## Your task
The lines to be set down run from the line containing "Could you point out the door" through the final line of the data below; print them exactly and print nothing else.

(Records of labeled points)
########################################

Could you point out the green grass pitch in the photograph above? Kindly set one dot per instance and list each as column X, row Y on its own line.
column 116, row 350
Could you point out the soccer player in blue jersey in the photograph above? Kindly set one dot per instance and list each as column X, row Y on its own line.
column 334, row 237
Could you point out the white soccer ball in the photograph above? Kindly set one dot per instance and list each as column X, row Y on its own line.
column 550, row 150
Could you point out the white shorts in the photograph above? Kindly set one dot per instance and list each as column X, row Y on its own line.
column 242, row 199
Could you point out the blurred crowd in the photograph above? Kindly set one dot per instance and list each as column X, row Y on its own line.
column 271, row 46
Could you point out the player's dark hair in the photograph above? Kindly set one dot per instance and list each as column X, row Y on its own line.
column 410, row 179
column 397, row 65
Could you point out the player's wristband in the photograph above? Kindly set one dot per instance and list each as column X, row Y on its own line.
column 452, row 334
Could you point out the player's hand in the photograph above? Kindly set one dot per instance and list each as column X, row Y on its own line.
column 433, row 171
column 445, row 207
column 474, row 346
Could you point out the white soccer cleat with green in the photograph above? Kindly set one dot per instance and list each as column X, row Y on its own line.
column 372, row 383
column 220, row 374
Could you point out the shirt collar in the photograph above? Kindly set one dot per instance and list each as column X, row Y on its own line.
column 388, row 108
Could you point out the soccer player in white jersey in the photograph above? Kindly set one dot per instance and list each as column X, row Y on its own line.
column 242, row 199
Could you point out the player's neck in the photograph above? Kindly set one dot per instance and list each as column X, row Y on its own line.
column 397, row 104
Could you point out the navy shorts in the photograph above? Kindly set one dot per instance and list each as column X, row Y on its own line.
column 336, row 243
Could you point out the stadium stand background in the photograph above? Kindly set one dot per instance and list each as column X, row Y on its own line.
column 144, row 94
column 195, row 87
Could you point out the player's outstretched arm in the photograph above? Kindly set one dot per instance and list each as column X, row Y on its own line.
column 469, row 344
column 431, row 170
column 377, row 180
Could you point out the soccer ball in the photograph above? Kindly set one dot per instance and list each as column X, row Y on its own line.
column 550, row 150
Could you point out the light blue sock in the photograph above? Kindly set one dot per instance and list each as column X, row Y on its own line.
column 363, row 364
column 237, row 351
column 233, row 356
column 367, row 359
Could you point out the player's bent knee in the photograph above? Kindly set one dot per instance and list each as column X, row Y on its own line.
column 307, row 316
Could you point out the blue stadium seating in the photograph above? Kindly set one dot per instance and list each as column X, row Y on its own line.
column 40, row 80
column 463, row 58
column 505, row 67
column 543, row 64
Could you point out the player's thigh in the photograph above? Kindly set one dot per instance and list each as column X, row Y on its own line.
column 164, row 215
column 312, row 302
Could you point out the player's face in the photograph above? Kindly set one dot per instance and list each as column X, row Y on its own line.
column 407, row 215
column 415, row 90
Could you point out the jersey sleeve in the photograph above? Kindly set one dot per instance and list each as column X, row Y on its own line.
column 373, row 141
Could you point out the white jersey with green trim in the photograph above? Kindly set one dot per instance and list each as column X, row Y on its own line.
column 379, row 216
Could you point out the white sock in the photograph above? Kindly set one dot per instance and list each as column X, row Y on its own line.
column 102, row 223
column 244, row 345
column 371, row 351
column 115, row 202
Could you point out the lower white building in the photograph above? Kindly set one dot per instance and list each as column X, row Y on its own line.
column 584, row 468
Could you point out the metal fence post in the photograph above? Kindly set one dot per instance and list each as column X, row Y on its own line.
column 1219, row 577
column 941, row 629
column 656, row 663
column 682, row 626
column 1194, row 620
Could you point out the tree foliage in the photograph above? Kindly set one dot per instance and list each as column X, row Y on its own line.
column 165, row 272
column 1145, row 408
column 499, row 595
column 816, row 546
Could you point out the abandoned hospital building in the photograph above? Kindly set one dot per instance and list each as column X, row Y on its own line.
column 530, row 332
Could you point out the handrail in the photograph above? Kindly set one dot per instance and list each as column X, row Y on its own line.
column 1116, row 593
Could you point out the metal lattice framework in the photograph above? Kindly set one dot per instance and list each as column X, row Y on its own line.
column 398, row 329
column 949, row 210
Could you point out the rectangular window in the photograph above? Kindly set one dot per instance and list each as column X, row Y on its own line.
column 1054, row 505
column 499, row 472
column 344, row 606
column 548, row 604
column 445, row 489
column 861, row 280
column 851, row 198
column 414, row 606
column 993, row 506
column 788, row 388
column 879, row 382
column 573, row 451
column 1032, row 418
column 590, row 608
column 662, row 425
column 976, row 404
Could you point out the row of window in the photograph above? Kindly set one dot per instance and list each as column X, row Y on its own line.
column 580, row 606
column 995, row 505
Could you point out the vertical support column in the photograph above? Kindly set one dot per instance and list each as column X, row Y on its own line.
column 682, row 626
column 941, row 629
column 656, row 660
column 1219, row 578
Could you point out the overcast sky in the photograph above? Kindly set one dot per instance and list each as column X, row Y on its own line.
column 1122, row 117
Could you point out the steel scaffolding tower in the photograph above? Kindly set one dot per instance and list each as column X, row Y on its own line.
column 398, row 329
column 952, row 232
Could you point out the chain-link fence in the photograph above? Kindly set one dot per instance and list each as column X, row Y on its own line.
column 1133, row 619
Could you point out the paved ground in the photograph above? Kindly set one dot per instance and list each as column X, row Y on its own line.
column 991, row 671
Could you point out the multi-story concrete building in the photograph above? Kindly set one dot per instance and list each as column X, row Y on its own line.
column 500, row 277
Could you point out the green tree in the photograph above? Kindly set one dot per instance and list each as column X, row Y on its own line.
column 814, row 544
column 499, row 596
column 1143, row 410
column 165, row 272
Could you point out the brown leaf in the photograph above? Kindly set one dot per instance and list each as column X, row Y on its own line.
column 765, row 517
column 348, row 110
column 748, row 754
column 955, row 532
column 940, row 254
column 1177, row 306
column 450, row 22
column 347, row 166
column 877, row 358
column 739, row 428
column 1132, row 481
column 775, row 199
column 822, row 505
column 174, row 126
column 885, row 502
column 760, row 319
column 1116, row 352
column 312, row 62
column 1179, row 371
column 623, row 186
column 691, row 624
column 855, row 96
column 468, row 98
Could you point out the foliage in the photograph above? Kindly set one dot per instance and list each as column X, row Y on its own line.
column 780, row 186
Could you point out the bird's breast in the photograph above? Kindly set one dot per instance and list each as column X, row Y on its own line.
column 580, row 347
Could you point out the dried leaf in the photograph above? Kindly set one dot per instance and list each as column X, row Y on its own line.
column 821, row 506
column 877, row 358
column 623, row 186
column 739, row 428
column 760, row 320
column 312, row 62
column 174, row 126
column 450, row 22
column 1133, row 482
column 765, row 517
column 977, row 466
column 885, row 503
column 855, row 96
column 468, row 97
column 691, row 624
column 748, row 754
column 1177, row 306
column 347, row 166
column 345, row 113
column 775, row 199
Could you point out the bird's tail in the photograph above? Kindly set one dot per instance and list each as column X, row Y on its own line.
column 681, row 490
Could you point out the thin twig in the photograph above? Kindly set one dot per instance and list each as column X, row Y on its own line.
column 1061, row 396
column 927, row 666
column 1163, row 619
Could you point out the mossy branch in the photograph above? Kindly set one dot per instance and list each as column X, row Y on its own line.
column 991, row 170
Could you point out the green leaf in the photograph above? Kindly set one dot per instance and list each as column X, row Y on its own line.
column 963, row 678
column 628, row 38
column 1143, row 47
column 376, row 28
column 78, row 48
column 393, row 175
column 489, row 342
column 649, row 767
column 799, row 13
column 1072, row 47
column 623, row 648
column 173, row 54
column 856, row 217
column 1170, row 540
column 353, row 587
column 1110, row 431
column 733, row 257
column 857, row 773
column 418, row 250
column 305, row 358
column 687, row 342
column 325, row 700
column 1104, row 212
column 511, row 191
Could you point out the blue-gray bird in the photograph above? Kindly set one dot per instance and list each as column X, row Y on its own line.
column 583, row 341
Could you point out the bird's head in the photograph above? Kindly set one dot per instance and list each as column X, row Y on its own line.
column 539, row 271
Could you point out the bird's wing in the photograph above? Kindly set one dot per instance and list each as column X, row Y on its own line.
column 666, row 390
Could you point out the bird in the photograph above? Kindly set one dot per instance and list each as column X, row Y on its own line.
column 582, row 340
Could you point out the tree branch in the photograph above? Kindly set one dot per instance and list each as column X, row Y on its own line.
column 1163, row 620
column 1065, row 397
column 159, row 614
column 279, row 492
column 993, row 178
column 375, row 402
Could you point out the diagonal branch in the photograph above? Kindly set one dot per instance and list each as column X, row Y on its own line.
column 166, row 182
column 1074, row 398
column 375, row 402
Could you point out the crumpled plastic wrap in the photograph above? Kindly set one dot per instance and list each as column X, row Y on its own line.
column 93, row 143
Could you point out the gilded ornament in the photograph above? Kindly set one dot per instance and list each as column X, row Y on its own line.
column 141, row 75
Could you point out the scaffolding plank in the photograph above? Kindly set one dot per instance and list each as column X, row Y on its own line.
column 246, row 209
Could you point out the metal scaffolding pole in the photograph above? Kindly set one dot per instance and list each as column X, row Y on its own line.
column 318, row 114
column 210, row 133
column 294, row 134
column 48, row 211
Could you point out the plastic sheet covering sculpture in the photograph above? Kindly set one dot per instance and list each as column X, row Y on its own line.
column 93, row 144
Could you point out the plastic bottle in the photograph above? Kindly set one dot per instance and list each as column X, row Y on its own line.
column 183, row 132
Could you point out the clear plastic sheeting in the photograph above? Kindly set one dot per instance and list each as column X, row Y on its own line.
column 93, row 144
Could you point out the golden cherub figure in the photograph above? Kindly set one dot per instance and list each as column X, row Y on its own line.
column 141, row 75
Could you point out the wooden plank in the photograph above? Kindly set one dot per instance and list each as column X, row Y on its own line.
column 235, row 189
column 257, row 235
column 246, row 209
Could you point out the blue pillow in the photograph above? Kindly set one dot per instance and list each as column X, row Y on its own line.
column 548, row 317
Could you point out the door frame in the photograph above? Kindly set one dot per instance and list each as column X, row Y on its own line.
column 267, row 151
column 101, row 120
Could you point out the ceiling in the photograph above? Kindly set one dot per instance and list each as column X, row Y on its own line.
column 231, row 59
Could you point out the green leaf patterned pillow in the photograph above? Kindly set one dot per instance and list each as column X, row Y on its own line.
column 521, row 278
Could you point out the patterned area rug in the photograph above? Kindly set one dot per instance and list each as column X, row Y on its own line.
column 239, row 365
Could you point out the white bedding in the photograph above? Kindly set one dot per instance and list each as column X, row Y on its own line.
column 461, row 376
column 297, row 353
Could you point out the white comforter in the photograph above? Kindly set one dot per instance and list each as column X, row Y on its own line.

########################################

## The output
Could you point out the door frame in the photograph above? Kindly set one dot per instance and list each as column X, row Y on its own line.
column 267, row 151
column 101, row 120
Could you point out the ceiling in the photograph above? Kindly set one dot per instance and list each as column X, row Y on its own line.
column 231, row 59
Could you point out the green leaf patterned pillow in the photograph above? Kindly set one dot per instance and list each as column X, row Y on its own line.
column 521, row 278
Could you point out the patterned area rug in the photograph above? Kindly set one dot per instance and list each as column X, row Y on its own line.
column 239, row 365
Could you point out the white bedding in the photograph above? Kindly set one dot per instance and list each as column X, row Y on its own line.
column 461, row 376
column 297, row 353
Could you point out the white comforter in the photograph above? Kindly set one dot per instance and list each as column X, row Y on its own line.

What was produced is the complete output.